### Fragment dokumentu

-------

Reklama na bloku będzie stanowiła problem?

Kiedy na bloku można umieścić reklamę?

 

Najem części elewacji bloku pod reklamę może być sposobem na przyspieszenie remontów. Takie rozwiązanie wzbudza jednak kontrowersje.

Wielu zarządców bloków i kamienic staje przed poważnym dylematem, który stał się jeszcze bardziej odczuwalny w czasach pandemii oraz gospodarczej dekoniunktury. Mianowicie, konieczne jest pogodzenie potrzeb remontowych z oczekiwaniami właścicieli mieszkań, którzy chcieliby płacić możliwie niski miesięczny czynsz (tzn. spółdzielczą opłatę eksploatacyjną lub zaliczkę dla wspólnoty na poczet kosztów utrzymania części wspólnych). Sposobem na rozwiązanie lub złagodzenie tego problemu mogą być dodatkowe źródła dochodów. Eksperci portalu 4FS.pl niedawno pisali o tym, jak spółdzielnie oraz wspólnoty zarabiają poprzez wynajem części dachu pod infrastrukturę telekomunikacyjną. Teraz warto opisać inny, dość popularny sposób na podreperowanie funduszu remontowego. Mowa o wynajęciu części elewacji pod reklamy.

-------

### Udostępnione rekordy
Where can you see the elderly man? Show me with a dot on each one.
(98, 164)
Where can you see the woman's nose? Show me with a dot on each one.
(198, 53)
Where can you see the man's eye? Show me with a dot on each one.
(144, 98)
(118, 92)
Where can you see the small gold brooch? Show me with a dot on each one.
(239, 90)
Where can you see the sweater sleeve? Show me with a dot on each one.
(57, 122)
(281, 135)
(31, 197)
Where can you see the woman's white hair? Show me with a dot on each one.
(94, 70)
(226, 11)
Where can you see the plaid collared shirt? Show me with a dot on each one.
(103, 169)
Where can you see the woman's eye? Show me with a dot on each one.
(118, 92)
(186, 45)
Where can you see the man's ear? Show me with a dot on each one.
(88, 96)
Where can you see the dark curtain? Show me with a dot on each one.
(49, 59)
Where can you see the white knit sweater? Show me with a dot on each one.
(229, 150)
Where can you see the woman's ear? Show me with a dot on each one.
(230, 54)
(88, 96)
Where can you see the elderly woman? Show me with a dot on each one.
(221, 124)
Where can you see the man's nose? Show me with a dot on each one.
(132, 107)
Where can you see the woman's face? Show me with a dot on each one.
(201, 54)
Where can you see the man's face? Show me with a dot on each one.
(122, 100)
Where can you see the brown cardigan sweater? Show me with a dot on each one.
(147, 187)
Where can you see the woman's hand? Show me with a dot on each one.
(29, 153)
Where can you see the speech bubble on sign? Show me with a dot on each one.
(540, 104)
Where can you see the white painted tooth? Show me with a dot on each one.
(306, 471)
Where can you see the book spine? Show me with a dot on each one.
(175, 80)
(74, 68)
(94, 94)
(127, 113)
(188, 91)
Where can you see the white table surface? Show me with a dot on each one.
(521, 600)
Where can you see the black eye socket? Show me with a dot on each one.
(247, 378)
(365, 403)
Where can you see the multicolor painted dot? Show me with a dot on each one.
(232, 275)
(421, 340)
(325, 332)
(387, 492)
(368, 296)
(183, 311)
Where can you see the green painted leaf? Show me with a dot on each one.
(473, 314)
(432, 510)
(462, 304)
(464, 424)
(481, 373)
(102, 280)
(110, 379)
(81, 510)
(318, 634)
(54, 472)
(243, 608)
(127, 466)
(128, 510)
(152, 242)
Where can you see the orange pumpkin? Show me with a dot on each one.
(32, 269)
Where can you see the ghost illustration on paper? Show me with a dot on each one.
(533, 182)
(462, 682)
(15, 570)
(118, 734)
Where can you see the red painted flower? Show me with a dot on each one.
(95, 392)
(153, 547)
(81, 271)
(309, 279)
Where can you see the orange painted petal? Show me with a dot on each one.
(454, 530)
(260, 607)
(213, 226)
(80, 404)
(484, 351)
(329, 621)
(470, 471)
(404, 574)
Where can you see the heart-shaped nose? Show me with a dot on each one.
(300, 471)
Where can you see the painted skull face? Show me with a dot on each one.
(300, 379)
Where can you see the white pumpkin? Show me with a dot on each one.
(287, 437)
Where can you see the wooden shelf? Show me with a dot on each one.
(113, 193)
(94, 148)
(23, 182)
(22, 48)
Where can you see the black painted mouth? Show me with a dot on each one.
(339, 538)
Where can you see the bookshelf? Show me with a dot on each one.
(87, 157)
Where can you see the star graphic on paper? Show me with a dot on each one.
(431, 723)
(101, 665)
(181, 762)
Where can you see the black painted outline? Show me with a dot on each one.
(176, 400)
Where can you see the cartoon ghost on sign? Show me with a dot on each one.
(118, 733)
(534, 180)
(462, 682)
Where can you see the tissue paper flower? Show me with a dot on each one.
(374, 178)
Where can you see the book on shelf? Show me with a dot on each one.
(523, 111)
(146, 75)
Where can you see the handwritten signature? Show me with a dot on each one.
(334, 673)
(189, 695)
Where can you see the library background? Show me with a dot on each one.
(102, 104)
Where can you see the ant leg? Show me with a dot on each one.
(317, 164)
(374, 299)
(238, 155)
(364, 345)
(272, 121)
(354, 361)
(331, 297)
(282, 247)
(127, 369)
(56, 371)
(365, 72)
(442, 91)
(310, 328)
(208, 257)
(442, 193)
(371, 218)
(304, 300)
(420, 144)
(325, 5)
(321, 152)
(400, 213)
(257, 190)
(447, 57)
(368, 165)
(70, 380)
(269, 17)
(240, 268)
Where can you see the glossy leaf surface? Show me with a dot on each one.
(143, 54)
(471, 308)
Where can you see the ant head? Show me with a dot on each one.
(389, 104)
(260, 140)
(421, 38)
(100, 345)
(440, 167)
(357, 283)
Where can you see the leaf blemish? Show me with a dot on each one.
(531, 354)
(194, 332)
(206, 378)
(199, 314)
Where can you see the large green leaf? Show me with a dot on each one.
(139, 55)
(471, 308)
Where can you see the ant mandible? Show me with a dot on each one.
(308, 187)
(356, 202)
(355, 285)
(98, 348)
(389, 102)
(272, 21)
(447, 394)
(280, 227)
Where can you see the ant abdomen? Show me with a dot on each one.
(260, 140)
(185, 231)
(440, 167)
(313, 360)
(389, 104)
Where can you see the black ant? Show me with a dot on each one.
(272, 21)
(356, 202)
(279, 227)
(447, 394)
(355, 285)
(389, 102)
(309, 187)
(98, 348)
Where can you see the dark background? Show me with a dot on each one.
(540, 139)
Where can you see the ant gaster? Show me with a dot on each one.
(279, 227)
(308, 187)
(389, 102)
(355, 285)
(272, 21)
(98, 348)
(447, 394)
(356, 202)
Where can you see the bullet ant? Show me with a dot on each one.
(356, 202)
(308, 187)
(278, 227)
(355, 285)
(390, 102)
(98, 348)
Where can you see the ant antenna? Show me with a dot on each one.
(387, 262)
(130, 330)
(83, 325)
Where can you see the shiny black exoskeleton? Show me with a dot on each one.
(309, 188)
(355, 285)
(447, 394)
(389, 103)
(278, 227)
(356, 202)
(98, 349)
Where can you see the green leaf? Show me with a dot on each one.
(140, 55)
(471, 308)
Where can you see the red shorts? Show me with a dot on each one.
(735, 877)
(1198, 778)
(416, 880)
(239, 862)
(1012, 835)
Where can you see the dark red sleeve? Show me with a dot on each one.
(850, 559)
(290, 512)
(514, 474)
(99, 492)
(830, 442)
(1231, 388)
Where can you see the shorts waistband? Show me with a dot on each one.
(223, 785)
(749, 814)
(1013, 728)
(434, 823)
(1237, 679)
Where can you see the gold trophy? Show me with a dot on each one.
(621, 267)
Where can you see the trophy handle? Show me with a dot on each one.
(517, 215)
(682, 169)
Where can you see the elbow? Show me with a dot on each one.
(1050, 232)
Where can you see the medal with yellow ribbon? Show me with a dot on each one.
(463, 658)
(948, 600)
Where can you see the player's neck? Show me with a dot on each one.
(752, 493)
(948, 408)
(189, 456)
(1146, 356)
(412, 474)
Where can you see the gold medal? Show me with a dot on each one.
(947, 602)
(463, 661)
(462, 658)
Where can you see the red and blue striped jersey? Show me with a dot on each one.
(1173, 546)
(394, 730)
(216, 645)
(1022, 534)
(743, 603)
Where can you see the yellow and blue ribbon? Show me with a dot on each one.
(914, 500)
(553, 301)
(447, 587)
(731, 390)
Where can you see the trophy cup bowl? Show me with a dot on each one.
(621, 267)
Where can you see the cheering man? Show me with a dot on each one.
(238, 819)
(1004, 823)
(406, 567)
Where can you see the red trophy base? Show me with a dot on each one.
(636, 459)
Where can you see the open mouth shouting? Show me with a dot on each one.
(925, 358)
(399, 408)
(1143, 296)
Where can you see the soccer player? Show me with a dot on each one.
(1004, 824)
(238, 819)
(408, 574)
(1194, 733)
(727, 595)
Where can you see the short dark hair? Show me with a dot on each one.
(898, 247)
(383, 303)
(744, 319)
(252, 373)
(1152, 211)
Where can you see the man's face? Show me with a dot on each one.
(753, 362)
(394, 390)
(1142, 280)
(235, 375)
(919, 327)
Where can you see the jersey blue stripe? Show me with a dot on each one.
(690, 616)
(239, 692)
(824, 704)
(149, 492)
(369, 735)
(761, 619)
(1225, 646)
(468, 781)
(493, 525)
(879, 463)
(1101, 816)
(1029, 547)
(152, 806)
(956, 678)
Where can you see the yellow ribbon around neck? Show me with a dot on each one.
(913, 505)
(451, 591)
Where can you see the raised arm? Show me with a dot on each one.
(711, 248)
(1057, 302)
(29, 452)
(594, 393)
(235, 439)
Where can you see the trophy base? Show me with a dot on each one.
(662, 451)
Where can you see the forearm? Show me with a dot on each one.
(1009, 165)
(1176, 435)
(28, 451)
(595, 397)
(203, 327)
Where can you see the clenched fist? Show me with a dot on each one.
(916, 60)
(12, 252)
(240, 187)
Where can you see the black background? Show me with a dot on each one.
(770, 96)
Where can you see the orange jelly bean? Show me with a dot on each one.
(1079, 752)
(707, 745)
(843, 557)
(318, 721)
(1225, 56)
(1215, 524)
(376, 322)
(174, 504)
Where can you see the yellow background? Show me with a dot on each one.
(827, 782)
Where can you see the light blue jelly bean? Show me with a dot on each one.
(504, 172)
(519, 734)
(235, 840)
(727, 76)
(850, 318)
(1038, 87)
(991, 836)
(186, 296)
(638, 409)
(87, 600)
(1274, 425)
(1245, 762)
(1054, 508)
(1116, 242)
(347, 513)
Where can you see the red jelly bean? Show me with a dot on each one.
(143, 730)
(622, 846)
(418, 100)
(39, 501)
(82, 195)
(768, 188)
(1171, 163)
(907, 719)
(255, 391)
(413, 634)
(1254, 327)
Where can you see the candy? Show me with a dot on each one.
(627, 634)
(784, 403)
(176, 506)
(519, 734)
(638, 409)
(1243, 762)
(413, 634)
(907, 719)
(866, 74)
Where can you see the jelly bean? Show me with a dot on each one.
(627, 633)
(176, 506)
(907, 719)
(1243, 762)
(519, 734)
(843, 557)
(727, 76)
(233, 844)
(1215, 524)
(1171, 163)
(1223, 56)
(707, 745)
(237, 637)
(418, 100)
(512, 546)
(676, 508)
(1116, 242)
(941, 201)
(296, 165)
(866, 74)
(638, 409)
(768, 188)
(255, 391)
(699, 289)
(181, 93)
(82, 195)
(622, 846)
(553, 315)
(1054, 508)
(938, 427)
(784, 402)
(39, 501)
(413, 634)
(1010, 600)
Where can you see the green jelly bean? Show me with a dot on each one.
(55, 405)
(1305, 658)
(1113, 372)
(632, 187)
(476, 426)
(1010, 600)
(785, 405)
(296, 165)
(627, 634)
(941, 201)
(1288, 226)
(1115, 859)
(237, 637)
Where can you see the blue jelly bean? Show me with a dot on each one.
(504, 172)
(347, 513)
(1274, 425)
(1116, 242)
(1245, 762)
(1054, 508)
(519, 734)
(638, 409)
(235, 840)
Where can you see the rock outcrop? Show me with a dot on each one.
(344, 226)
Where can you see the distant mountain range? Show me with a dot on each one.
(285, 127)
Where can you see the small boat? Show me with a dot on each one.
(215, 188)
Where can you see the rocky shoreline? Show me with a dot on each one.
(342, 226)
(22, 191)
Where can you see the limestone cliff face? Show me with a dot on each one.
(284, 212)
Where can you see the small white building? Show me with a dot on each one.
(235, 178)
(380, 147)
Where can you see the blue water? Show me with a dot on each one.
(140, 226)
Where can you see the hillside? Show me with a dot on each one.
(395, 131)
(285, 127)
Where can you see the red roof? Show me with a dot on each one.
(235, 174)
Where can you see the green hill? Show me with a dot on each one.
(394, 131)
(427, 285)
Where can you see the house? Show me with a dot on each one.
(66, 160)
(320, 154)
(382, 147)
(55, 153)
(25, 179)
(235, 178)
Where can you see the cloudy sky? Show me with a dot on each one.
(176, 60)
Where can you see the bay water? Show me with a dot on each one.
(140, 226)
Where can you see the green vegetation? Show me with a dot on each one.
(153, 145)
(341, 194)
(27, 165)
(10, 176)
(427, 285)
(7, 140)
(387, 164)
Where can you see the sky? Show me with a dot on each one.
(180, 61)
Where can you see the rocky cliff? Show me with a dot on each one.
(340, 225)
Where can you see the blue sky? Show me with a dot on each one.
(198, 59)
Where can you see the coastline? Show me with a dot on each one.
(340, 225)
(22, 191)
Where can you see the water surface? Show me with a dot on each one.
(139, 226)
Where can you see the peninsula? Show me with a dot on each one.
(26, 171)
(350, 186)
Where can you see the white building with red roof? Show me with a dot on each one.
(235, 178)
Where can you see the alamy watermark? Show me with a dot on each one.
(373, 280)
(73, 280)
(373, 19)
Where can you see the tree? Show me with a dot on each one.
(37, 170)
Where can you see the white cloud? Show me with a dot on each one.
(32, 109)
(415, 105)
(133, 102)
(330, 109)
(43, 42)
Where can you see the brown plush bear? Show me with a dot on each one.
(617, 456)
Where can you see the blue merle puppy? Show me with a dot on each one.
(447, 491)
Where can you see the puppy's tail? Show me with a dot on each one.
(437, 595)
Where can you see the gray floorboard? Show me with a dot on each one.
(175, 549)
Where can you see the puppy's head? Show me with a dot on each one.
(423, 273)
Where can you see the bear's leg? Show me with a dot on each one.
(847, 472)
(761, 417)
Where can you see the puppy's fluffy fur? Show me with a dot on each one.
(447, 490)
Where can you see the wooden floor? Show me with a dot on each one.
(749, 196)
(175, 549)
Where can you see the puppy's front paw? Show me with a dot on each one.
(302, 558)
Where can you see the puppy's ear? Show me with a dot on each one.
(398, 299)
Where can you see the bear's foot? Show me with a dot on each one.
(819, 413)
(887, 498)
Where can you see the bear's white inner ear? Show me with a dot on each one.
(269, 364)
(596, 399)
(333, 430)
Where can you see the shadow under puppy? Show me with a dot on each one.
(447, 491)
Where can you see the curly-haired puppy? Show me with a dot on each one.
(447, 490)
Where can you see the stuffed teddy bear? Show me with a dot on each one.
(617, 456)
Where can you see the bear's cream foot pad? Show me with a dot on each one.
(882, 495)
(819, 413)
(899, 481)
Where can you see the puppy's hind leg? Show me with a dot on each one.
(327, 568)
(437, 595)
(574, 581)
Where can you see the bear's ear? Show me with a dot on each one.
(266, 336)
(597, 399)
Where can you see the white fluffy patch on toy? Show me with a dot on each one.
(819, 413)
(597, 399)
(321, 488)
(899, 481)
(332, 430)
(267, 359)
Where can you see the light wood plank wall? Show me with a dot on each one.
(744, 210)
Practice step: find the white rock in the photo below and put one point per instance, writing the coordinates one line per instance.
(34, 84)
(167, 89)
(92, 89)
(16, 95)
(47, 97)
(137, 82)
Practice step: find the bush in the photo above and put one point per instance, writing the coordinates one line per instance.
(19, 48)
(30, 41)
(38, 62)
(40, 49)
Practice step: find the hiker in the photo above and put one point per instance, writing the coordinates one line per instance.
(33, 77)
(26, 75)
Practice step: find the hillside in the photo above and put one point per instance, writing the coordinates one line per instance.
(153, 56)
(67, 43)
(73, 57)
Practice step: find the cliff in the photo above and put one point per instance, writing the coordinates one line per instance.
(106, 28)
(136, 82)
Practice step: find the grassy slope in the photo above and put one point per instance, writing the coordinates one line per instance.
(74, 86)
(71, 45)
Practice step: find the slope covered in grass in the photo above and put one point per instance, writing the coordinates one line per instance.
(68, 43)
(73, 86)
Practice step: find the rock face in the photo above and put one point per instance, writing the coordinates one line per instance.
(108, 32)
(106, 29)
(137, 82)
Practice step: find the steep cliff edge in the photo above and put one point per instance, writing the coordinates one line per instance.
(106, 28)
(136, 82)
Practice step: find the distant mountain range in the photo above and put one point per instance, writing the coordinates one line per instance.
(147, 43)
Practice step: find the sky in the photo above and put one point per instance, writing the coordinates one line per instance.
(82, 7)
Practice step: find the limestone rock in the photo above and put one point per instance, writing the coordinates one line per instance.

-------

### Treść zadania
Sprawdź, czy poniższe stwierdzenia zgadzają się z tekstem o reklamach na blokach: (a) najem części elewacji pod reklamę nie budzi kontrowersji; (b) eksperci portalu 4FS.pl pisali wcześniej o wynajmie części dachu pod infrastrukturę telekomunikacyjną; (c) dylemat zarządców stał się mniej odczuwalny w czasach pandemii. Przy każdym stwierdzeniu odpowiedz „tak” lub „nie” i przytocz dosłownie rozstrzygające słowa tekstu. Rekordy nie są potrzebne do pracy z tym materiałem.

### Odpowiedź
(a) Nie: „Takie rozwiązanie wzbudza jednak kontrowersje.”
(b) Tak: „Eksperci portalu 4FS.pl niedawno pisali o tym, jak spółdzielnie oraz wspólnoty zarabiają poprzez wynajem części dachu pod infrastrukturę telekomunikacyjną.”
(c) Nie: „który stał się jeszcze bardziej odczuwalny w czasach pandemii oraz gospodarczej dekoniunktury”